_Stated goal:_
Reproduce each of the following entries word for word.

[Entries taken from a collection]
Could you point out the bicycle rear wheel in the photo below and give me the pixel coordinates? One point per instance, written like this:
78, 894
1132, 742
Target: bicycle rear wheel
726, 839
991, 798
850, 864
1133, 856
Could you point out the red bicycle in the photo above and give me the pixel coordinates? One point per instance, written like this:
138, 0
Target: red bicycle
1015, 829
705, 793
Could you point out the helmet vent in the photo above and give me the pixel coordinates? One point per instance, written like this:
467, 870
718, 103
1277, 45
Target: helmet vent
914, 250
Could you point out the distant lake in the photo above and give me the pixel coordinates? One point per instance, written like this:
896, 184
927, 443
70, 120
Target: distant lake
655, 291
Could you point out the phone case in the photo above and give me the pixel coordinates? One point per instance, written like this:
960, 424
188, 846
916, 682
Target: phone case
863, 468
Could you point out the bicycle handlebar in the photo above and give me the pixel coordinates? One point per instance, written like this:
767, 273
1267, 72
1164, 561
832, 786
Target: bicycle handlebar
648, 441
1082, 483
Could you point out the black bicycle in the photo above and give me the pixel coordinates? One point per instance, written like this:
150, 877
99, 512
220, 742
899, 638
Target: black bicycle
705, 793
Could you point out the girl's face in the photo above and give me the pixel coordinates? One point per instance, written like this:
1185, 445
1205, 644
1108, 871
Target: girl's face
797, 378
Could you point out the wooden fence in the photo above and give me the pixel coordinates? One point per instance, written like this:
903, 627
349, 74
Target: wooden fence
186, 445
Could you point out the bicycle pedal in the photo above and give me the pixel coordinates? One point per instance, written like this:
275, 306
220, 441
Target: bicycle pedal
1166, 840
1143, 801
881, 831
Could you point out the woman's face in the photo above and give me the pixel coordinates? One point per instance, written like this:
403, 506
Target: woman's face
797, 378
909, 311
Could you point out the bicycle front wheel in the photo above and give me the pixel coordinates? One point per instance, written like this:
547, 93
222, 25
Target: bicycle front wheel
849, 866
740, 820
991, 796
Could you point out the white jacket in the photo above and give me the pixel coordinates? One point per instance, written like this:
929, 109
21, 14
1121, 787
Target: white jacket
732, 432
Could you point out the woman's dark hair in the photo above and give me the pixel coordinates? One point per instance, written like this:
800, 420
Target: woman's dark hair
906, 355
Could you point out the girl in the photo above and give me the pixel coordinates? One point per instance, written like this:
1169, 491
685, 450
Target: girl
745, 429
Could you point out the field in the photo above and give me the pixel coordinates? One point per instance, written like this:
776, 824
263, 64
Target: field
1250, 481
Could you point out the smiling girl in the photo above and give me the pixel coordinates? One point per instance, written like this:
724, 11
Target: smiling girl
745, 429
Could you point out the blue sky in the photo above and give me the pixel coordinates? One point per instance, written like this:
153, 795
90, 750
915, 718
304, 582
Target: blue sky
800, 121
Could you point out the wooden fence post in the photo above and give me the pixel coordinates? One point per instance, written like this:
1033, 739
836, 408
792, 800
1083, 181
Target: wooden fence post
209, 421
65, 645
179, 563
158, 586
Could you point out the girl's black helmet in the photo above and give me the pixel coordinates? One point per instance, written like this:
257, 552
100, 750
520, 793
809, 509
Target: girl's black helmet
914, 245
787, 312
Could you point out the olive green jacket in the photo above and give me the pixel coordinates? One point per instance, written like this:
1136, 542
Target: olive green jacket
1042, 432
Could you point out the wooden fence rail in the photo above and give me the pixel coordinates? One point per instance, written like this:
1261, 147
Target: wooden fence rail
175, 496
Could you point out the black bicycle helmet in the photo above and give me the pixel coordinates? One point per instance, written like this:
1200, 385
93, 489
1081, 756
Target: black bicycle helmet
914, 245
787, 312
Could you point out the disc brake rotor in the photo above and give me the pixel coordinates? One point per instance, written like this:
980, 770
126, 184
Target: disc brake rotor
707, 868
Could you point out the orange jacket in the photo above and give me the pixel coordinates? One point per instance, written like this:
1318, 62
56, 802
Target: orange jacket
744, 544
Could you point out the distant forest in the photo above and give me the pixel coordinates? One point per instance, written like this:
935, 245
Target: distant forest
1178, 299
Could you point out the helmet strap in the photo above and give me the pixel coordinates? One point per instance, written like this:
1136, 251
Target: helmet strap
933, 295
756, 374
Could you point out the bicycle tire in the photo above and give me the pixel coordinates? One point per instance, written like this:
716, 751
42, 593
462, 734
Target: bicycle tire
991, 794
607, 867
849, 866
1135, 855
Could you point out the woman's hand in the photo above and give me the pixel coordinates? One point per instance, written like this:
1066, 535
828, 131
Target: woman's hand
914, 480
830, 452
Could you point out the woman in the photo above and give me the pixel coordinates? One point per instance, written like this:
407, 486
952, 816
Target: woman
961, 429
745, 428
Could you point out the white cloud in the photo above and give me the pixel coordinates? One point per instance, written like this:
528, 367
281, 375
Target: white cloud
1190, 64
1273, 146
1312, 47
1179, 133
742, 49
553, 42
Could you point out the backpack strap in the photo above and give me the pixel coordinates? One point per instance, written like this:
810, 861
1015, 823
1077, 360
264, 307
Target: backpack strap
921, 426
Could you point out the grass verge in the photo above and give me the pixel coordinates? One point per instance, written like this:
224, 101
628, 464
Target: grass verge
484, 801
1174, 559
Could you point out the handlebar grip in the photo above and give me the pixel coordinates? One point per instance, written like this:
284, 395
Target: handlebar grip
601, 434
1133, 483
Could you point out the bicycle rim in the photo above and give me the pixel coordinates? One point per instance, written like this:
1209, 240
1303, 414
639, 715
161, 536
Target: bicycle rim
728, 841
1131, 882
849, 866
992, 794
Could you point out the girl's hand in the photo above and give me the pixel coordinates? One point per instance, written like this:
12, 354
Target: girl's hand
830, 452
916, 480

_Result below:_
Could you point out the bicycle rear wheel in the photo below and give me the pixel coordinates? One point per instance, written like this:
78, 894
1132, 742
Target: bicycle rear wheel
726, 839
991, 798
850, 864
1133, 856
Could you point out the red bicycle in the photo above and give me the pixel coordinates? One point per instance, written like this:
138, 0
Target: red bicycle
1015, 829
705, 793
Could you point out the helmet vent in the photo above and give me the pixel coordinates? One point per instance, written like this:
467, 870
718, 103
1277, 45
Target: helmet vent
914, 250
Could you point out the distant lake in the photo above and give me the pixel coordinates? One point per instance, written like this:
896, 184
927, 443
70, 120
Target: distant lake
655, 291
Could you point out the phone case in the photo above and give me the pixel coordinates? One point per instance, written like this:
960, 424
188, 846
916, 682
Target: phone case
863, 468
Could you point out the bicycle handlebar in the photo above and give me the pixel coordinates? One point per instance, written like this:
767, 273
1267, 72
1164, 561
832, 786
Target: bicycle handlebar
648, 441
1082, 483
Could you point out the black bicycle in the photo above and give me the pixel coordinates? One point per instance, written like this:
150, 877
99, 512
220, 742
899, 638
Target: black bicycle
705, 793
Could you point out the girl's face in the photo above and give me the pixel coordinates? One point per instance, written like this:
1185, 445
1205, 644
1108, 871
Target: girl's face
797, 378
Could you point out the wooden fence in the photo above and give me the pixel coordinates? One point per instance, written like this:
903, 627
349, 74
Target: wooden fence
186, 445
Could you point out the bicycle pedal in the photo above and give me the pixel coordinates? One point per instance, written like this:
275, 306
220, 441
Target: bicycle pedal
1166, 840
1143, 801
881, 831
Could you point out the woman's face in the photo above and give me the pixel coordinates? One point per instance, written like this:
403, 506
Target: woman's face
797, 378
909, 311
Could you point out the bicycle front wheel in the photo above and give me the pixel coordinates? One point per instance, written like this:
547, 93
222, 25
Target: bicycle front wheel
849, 866
740, 820
991, 796
Could you point out the white jacket in the photo above and give me the pixel coordinates? One point per instance, written like this:
929, 109
21, 14
1121, 787
Target: white jacket
732, 432
Could you point out the woman's dark hair in the photo above and give me the pixel coordinates? One point per instance, written like this:
800, 420
Target: woman's dark hair
906, 355
Could you point out the girl in the photo above and give me the pixel coordinates? One point per instance, written like this:
1169, 491
685, 450
Target: girl
745, 429
Could you point out the field in the photo above and give me the pixel coordinates? One point per instance, written like this:
776, 824
263, 64
Target: field
1250, 481
Could you point out the smiling girl in the photo above and give me the pixel coordinates? One point per instance, written like this:
724, 11
Target: smiling girl
745, 429
Could you point out the blue sky in the photo above and give me the pixel coordinates? One point per instance, written like this:
153, 795
90, 750
915, 718
304, 582
Target: blue sky
800, 121
Could you point out the wooden fence post in the photo above and give me the pixel coordinates? One point per instance, written like this:
1033, 739
836, 408
792, 800
1083, 181
Target: wooden fence post
209, 421
65, 645
179, 563
158, 586
Could you point out the girl's black helmet in the photo above and give me the pixel coordinates? One point per instance, written like this:
257, 552
100, 750
520, 793
809, 509
Target: girl's black helmet
914, 245
787, 312
Could you point out the olive green jacket in the photo above and give me the pixel coordinates? One point per instance, written like this:
1136, 542
Target: olive green jacket
1042, 432
Could you point out the wooden fence rail in the photo above and give me the pixel coordinates? One point per instance, written like this:
1261, 147
Target: wooden fence rail
175, 496
Could you point out the black bicycle helmet in the photo above and give me the pixel coordinates? One point per instance, written like this:
1200, 385
93, 489
1081, 756
Target: black bicycle helmet
914, 245
787, 312
Could you point out the disc brake rotor in the photo above and give me the pixel coordinates? One point per instance, written like this:
980, 770
126, 184
Target: disc brake rotor
707, 868
Could you point out the orange jacket in the photo above and give me the pixel coordinates? One point per instance, written like this:
1318, 62
56, 802
Target: orange jacket
744, 544
Could you point out the distant forest in the photo above and give me the pixel coordinates? One point per instance, written like this:
935, 245
Target: distant forest
1178, 299
Could you point out the helmet strap in the photo above and give me the pixel coordinates? One point per instance, written like this:
1136, 251
Target: helmet strap
933, 295
756, 374
Could you point out the bicycle tire in the photo above and give me the pixel coordinates? One point per instance, written like this:
716, 751
42, 593
462, 734
Target: bicycle tire
991, 794
607, 867
849, 866
1135, 855
Could you point out the woman's hand in the photo above and give me the pixel coordinates? One point per instance, written like this:
1066, 535
828, 131
Target: woman's hand
914, 480
830, 452
Could you point out the woman in the photo above and give me the pixel coordinates? One point per instance, written like this:
407, 486
952, 816
Target: woman
961, 429
745, 428
Could you point out the white cloud in the photo above and give me the pixel coordinates? One point per instance, written like this:
528, 367
281, 375
Target: white cloud
1190, 64
1273, 146
1312, 47
1179, 133
742, 49
553, 42
Could you point out the backpack strap in the photo above and give me the pixel coordinates? One point per instance, written like this:
810, 861
1015, 823
1077, 360
264, 307
Target: backpack strap
921, 426
Could you point out the grass verge in the photo above and give me the pixel coordinates? One point per instance, written like this:
224, 101
628, 464
Target: grass verge
484, 801
1174, 559
Could you point out the handlebar grip in the photo above and give me the pixel coordinates? One point per instance, written like this:
284, 395
Target: handlebar grip
601, 434
1133, 483
Could you point out the bicycle rim in the photo above and give me the pixel coordinates? One point per instance, written like this:
1209, 240
1303, 414
639, 715
161, 536
Target: bicycle rim
728, 841
1131, 882
849, 866
992, 794
Could you point out the girl's hand in the photo above and give me the pixel coordinates? One point per instance, written like this:
12, 354
Target: girl's hand
830, 452
916, 480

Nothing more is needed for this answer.